─── Data listing
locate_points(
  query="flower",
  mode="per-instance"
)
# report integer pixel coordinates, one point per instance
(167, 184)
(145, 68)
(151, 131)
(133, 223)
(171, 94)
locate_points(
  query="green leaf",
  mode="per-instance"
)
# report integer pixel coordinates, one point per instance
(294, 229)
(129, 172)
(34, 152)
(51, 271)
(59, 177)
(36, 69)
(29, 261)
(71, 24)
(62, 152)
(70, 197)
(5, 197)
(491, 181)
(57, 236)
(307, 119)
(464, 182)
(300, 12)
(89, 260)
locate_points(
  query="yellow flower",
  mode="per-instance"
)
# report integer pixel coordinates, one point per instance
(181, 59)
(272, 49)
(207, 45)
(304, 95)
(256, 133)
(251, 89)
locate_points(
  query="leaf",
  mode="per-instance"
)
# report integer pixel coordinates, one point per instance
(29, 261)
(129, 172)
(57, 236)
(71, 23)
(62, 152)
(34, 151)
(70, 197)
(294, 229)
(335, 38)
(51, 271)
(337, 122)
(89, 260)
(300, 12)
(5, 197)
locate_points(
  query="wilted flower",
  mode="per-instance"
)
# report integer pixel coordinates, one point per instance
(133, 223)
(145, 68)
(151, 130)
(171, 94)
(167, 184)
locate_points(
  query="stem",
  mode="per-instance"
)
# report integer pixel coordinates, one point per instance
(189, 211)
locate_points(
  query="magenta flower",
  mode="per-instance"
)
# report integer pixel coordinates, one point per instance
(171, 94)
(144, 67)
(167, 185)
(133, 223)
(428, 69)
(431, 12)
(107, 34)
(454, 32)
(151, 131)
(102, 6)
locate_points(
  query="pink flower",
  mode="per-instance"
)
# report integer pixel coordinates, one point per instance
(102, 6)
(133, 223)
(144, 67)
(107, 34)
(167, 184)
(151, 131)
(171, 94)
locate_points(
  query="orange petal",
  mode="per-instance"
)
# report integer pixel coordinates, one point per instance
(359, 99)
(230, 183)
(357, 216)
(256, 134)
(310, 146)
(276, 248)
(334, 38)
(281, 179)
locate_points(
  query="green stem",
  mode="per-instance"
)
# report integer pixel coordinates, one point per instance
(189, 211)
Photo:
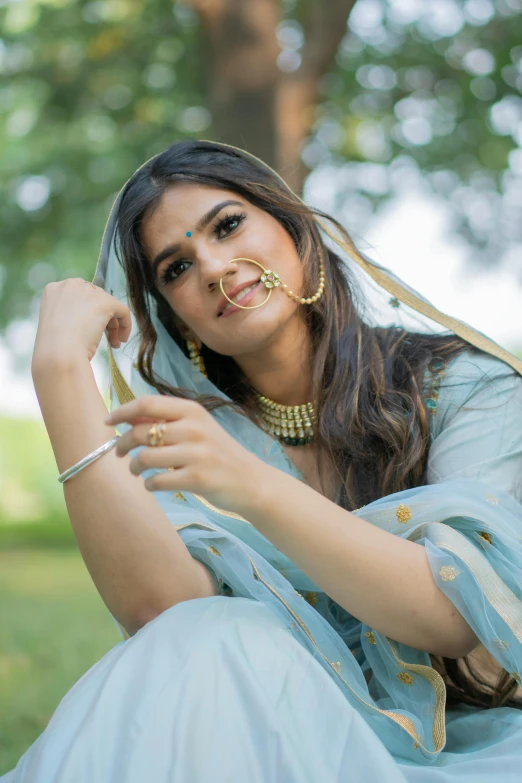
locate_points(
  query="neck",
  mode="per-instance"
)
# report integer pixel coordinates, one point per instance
(281, 370)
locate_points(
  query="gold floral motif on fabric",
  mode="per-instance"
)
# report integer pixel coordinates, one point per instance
(448, 573)
(403, 513)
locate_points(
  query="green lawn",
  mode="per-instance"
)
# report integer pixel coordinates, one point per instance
(53, 627)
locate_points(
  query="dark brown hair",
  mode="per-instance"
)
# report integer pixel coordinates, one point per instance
(368, 383)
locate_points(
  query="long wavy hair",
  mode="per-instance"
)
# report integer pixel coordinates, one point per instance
(367, 383)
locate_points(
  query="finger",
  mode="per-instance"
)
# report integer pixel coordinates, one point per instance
(152, 407)
(158, 457)
(137, 436)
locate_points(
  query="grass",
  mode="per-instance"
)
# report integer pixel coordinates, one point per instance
(53, 628)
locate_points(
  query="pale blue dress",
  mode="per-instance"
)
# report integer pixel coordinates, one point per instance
(257, 684)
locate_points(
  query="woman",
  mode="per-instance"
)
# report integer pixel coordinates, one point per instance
(291, 449)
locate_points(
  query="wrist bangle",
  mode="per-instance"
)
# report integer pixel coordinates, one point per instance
(67, 474)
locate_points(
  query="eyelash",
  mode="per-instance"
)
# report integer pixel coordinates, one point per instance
(166, 278)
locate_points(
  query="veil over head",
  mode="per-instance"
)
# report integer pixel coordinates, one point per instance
(409, 720)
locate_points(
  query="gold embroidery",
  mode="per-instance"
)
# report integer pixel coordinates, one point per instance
(501, 598)
(448, 573)
(220, 511)
(438, 727)
(403, 513)
(401, 720)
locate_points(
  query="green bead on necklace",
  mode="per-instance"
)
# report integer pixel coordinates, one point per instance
(293, 425)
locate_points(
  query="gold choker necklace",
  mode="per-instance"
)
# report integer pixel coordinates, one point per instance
(291, 424)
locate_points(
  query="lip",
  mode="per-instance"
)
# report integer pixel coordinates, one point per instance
(234, 292)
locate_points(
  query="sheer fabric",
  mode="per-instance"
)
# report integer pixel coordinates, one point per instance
(271, 680)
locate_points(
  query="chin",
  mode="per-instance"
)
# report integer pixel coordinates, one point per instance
(252, 333)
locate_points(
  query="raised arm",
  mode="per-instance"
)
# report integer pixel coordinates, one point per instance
(133, 553)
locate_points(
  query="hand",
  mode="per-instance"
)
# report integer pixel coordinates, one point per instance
(73, 317)
(205, 459)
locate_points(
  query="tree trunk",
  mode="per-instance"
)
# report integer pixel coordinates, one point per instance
(254, 105)
(242, 72)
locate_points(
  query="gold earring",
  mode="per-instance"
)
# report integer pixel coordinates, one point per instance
(196, 358)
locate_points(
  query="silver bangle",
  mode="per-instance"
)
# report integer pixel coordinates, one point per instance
(88, 459)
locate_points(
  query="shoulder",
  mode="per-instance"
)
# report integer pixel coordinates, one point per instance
(472, 379)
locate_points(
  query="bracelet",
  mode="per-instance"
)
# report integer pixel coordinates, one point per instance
(67, 474)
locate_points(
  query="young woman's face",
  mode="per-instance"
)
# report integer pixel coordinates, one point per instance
(190, 240)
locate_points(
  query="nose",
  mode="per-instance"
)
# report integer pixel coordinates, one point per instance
(213, 268)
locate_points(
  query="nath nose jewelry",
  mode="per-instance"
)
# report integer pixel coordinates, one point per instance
(272, 280)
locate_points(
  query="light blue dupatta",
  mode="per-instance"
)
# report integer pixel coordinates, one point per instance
(471, 530)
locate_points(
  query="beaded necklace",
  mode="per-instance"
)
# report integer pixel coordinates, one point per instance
(291, 424)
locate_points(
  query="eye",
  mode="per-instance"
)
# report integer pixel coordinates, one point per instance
(228, 224)
(173, 271)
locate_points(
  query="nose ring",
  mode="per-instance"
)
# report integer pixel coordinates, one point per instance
(268, 278)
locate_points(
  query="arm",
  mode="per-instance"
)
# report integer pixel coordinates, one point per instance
(378, 577)
(135, 557)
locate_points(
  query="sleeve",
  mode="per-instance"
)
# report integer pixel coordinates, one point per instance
(477, 427)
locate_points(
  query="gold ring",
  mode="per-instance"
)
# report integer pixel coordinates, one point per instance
(242, 307)
(152, 436)
(161, 431)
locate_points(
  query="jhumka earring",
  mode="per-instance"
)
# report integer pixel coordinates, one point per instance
(196, 358)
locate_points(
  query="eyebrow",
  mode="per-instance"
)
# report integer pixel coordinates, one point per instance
(200, 225)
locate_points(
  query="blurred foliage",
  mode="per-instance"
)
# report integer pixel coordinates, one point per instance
(92, 89)
(53, 628)
(30, 496)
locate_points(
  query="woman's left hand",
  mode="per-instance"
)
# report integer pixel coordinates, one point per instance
(203, 457)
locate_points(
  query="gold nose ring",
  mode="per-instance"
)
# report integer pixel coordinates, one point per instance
(268, 278)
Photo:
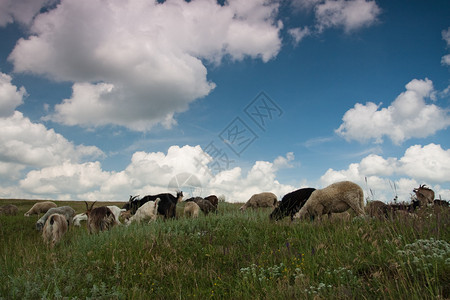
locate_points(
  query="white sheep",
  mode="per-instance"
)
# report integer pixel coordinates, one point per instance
(335, 198)
(67, 211)
(40, 208)
(148, 210)
(78, 218)
(191, 209)
(54, 229)
(116, 211)
(265, 199)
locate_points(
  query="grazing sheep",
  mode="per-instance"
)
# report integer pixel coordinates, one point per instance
(116, 211)
(335, 198)
(9, 210)
(213, 199)
(166, 207)
(291, 203)
(147, 211)
(191, 209)
(99, 219)
(424, 194)
(205, 206)
(66, 211)
(378, 209)
(55, 227)
(265, 199)
(40, 208)
(78, 218)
──────
Stated exercise: Show every line of the items above that contains the word "hair".

Answer below:
  query="dark brown hair",
  query="long wavy hair",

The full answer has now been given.